(begin)

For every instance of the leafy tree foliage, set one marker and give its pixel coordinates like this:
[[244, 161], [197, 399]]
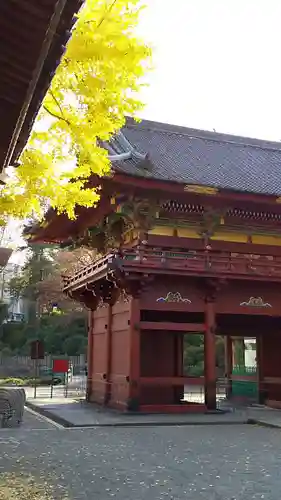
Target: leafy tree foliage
[[94, 88], [64, 328]]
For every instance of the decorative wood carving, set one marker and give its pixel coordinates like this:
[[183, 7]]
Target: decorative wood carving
[[173, 297], [255, 302]]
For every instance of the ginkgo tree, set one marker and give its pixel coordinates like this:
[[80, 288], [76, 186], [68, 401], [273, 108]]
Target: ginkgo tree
[[96, 85]]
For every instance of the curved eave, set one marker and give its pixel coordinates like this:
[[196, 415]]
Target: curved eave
[[34, 35]]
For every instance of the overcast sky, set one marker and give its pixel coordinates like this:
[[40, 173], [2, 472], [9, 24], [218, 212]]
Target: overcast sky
[[217, 65]]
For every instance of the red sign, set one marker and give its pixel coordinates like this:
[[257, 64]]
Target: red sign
[[60, 365], [37, 350]]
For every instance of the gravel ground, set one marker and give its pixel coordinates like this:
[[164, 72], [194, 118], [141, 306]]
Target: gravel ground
[[154, 463]]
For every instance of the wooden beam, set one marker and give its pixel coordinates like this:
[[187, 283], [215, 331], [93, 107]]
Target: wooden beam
[[173, 327], [171, 381], [224, 246], [228, 197]]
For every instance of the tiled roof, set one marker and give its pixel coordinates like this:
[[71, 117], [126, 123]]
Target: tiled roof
[[33, 38], [192, 156]]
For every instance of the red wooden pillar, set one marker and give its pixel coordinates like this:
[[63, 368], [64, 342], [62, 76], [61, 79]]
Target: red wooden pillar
[[134, 376], [210, 356], [228, 364], [108, 355], [260, 369], [90, 355]]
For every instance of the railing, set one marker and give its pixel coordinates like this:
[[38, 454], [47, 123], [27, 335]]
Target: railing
[[189, 262]]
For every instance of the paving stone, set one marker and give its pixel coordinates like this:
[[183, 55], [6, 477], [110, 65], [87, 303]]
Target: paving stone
[[239, 462]]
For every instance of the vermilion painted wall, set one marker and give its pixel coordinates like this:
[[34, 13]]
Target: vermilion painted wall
[[120, 353]]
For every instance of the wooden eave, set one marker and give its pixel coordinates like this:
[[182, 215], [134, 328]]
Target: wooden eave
[[58, 228], [32, 40]]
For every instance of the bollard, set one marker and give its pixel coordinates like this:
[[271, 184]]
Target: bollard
[[12, 401]]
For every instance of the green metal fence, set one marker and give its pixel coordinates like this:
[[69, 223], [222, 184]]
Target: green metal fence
[[243, 386]]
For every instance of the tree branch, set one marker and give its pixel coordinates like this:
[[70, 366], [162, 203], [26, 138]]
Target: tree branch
[[56, 116]]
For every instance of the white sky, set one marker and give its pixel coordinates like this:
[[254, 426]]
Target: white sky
[[217, 65]]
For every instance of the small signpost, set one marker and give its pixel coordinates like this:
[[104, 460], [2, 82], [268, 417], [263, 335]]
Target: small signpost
[[37, 352], [61, 365]]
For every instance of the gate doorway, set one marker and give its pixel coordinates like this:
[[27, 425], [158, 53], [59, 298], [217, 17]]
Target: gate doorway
[[244, 335]]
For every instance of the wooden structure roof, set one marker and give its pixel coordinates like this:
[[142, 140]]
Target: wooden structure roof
[[178, 163], [33, 35], [185, 155]]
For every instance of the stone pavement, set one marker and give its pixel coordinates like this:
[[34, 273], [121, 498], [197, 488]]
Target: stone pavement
[[74, 413], [71, 413], [153, 463]]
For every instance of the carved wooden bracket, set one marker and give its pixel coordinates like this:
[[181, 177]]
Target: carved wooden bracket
[[135, 285], [212, 287]]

(end)

**WHAT IS NEEDED**
Reproduce all of the entries above word for word, omitting the picture.

**TASK ANSWER**
For every instance of the leafy tree foliage, set one marker and give its pixel coordinates like this:
[[244, 161], [197, 399]]
Target: leafy tree foliage
[[94, 88], [64, 328]]
For every instance of the decorative wood carving, set one marker and give its pixel coordinates like this:
[[183, 7]]
Target: decorative wood carving
[[173, 297], [255, 302]]
For every instance of the ginkgo tree, set one marker and give its pixel coordinates like this:
[[80, 288], [76, 186], [68, 401], [273, 108]]
Target: ginkgo tree
[[96, 85]]
For every instance of the curved eave, set one marker and give its pixel coordinates like this:
[[196, 415]]
Target: curved eave
[[34, 35]]
For every instance of the overcast sky, set one marker and give its pixel coordinates like this:
[[40, 173], [2, 472], [9, 24], [218, 212]]
Target: overcast sky
[[217, 65]]
For every instance of the red sign, set one marker and give its pixel coordinates like this:
[[257, 64]]
Target: red sign
[[60, 365], [37, 350]]
For every instance of the gravel ground, set one marker and give its pixel coordinates like this:
[[164, 72], [194, 118], [141, 306]]
Target: gravel ground
[[154, 463]]
For every instance of the wooden beam, set one marker and give its pixel coordinates like this:
[[187, 283], [215, 331], [93, 107]]
Target: wooden beam
[[173, 327], [171, 381], [224, 246], [228, 197]]
For every instance of the tiled roof, set one marker and give its pixel coordinates like this:
[[71, 117], [126, 123]]
Target: tiled roof
[[33, 38], [192, 156]]
For every instance of the red wooden pillar, set one marker and give its pixel coordinates like this:
[[63, 368], [64, 342], [62, 76], [61, 79]]
Target: red wooden pillar
[[134, 376], [210, 356], [228, 364], [108, 355], [260, 369], [90, 355]]
For every instance of the railing, set one marker and give its pixel coordinates like this:
[[38, 454], [47, 123], [27, 335]]
Target: railing
[[189, 262]]
For every instance of the paving stone, set one marker and give its pixel coordinates like this:
[[183, 55], [6, 477], [110, 65], [87, 303]]
Target: paving stone
[[239, 462]]
For every instance of the vermilion painted wall, set one marker and give its pixel coordinates like this:
[[34, 13]]
Target: vermilion painted wall
[[120, 353]]
For every instance of the wooden eave, set one marker and give its pixel coordinates like this:
[[182, 215], [134, 328]]
Target: wooden eave
[[58, 228], [32, 40]]
For every instance of the bollard, set one marker and give its pixel coordinates like this:
[[271, 184]]
Target: bollard
[[12, 401]]
For every instance of the green metal fence, set one marker and give its pixel coordinates like this:
[[69, 223], [222, 184]]
Target: green metal fence
[[243, 386]]
For every instance of the tree branch, set one marker and give its pixel coordinates like this:
[[70, 366], [162, 203], [26, 138]]
Target: tree branch
[[56, 116]]
For every instance of the white sky, set one marker and give its pixel coordinates like this:
[[254, 426]]
Target: white sky
[[217, 65]]
For every instance of the small signpost, set one marker and give its pixel coordinates like this:
[[104, 460], [2, 82], [268, 417], [263, 335]]
Target: small signpost
[[37, 352], [61, 365]]
For every instance of the gate doorway, set one marker and give its pixel coordinates like this:
[[27, 425], [158, 53], [59, 298], [217, 17]]
Target: gate doorway
[[244, 335]]
For every instance of the wooden structure roof, set one marker and give its pixel coordinates like this:
[[142, 140]]
Target: wooden structure roof
[[178, 163], [33, 35], [185, 155]]
For every instance of the stone pavement, set one marker and give its pixel coordinates like this:
[[34, 273], [121, 498], [197, 488]]
Target: stone pavement
[[74, 413], [71, 413], [153, 463]]
For every instance of the carved wooden bracket, set one marker and give its pixel coordinates like this:
[[181, 177]]
Target: carved wooden bracket
[[135, 285], [212, 287]]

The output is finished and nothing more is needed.